+++ RECORDS SUPPLIED

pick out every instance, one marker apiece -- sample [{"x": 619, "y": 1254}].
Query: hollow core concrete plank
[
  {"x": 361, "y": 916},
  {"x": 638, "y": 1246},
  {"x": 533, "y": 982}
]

++++++

* THE PROBLEM:
Turn each line of the material above into an item of a numbered list, skipping any blank lines.

* ANSWER FOR THE TASK:
1. pick out every instance, one marker apiece -- sample [{"x": 619, "y": 1254}].
2. Query: hollow core concrete plank
3. [
4.   {"x": 361, "y": 916},
5.   {"x": 638, "y": 1246},
6.   {"x": 533, "y": 982}
7. ]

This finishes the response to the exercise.